— Source passage —
# # # # # # #
The loss hurt, but hope had returned to the old cowtown of Denver. I hope that even in so rough a rough sketch as this, the reader can observe the lineaments of a high-class human drama. This drama emphatically partakes of a sordid culture—there is no denying that. Professional sports in America are sunk in it. But I submit that even in these last dying dregs of Western civilization, sports—good athletic competition—are capable of producing drama that is not wholly squalid. At times it is noble. As the Apostle counseled, though the days are evil, we can redeem the time. Tim Tebow’s run with the Denver Broncos in 2011 is an unmistakable example of it.


And then the story took a tragic turn. It went the way of all patriotism: betrayal, decay and loss. Thou art dust. The squalid grasping of the world reasserted itself. To be a patriot—even the attenuated sort we see in the sports fan—is to love fleeting things. To dust and ash they shall return.

John Elway’s toothy grins and affected fondness for Tebow were rather abruptly exposed as mere media pretense. He was always an executive in a business enterprise, the sole purpose of which is to win football games and thereby sell tickets and merchandise for profit. He backed Tebow when the kid was winning, but it soon developed that his support was assiduously conditional. It would evaporate the moment a superior prospect appeared.

By early March a superior prospect appeared. Presently it became clear that the Broncos were committed to the pursuit of the veteran quarterback, 4-time league MVP, Super Bowl champion and very much available free agent Peyton Manning, recently departed from an enormously successful career with the Indianapolis Colts. The pursuit proved successful: Manning signed a huge five-year deal with the Broncos and Elway at last had the kind of traditional QB he always wanted. Supposing he is healthy, Manning is the better QB; even the Tebowmaniac has to admit that.

But in the course of this pursuit by Elway, Tebow was basically kicked to the curb: traded away for a late-round draft pick after ten days of very public and supine courtship of another player to take his position. As usual, he handled this latest twist of fate with dignity and aplomb. Broncos fans wrestled with deep and mixed emotions, agonized by the cruelty of decision; but in the end their desire for success eclipsed their Tebowmania. Manning, too, is a man of high character and established quality: Denver has already embraced him. If the Broncos are only a business enterprise, and all this patriotism talk is rubbish, then Elway’s bold stratagem may gain him latter-day glory in Denver. But the Machiavellian edge rankles.


Churchill was turned out for Socialists after national triumph; Tebow’s last game in Denver was the best game of his career, a stupendous victory in the playoffs as a huge underdog, against a storied franchise with more championships than any other.

Partisan that I am and must remain, I’ll be cheering for Peyton Manning next year. A different sort of hope prevails now: a more mercenary one. Cold steely business carried the day. Elway can stand at the podium, flash his gargantuan pearly teeth, and proclaim that he did what was best for the team.

From another partisan angle, it is all explicable only as pride and pigheadedness. Elway and Fox never wanted Tebowmania, felt they’d had their lives overturned by the circus, and never really believed in Tebow. So he had to go. Likewise, there is a brute sense in which, after all this, Tebow deserved a shot somewhere else. The kid merited a chance be a successful starting QB in the NFL. The Broncos didn’t deserve Tebow after their courtship of Manning.

The spurned patriot is frequently the most inveterate. And this patriot of Denver, Colorado, Queen City of the West, tips his hat to Timothy Richard Tebow, thanks him for an extraordinary run, and prays for him that “the God of peace who brought again from the dead our Lord Jesus, the great shepherd of the sheep” would equip him “with everything good that you may do his will”—even while employed by the New York Jets; but this partisan Bronco fan hangs his head, ashamed at how his team treated so noble and magnanimous a Christian athlete.

Thus with the patriotism of exiles. To dust and ash they shall return; but “seek the welfare of the city where I have sent you into exile, and pray to the Lord on its behalf, for in its welfare you will find your welfare.”
# # # # # # #
Transcribe the passage of the Tebow essay starting with "Partisan that I" and going on through "for the team.".
# # # # # # #
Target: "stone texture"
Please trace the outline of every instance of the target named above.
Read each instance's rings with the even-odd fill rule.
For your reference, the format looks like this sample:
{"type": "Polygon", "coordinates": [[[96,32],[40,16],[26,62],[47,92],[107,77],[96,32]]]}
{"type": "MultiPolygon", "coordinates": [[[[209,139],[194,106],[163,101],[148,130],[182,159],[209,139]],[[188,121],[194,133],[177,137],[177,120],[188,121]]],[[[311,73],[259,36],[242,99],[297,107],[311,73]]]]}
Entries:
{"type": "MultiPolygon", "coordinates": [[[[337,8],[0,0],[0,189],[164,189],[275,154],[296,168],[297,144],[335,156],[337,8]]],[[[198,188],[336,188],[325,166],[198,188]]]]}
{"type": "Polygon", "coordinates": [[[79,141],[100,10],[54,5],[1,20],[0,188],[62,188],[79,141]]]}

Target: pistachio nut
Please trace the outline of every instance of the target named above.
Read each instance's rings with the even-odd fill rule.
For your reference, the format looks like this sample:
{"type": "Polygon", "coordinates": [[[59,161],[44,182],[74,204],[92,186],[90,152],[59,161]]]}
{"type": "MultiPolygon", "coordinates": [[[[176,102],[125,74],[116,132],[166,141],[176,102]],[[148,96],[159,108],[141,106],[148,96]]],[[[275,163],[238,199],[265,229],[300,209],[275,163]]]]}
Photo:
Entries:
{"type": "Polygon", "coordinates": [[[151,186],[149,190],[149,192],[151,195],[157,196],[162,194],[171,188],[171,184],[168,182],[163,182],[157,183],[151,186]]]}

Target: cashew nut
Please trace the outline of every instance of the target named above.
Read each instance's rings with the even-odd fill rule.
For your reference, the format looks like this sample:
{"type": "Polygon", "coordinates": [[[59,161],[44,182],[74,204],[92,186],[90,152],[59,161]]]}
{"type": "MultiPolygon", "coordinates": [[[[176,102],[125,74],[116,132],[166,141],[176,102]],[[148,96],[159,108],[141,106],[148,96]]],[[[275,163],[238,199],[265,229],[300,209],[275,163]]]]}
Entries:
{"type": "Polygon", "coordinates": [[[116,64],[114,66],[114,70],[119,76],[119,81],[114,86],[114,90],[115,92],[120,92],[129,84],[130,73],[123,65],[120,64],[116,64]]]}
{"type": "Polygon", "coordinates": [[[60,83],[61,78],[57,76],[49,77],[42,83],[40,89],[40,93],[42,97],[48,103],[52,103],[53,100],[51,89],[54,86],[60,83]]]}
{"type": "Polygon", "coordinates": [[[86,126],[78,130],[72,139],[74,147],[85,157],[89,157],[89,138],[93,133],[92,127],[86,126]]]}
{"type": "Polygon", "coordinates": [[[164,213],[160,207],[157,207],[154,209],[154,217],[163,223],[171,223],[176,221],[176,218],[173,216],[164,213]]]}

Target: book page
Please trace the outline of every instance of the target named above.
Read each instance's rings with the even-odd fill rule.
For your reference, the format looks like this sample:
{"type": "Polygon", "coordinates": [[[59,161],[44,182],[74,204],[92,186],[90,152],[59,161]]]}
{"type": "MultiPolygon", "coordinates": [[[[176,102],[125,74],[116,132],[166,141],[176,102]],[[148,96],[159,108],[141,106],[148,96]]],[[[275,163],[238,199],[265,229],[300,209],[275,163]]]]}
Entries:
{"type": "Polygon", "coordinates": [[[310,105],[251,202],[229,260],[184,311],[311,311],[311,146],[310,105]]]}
# # # # # # #
— Response to this exercise —
Partisan that I am and must remain, I’ll be cheering for Peyton Manning next year. A different sort of hope prevails now: a more mercenary one. Cold steely business carried the day. Elway can stand at the podium, flash his gargantuan pearly teeth, and proclaim that he did what was best for the team.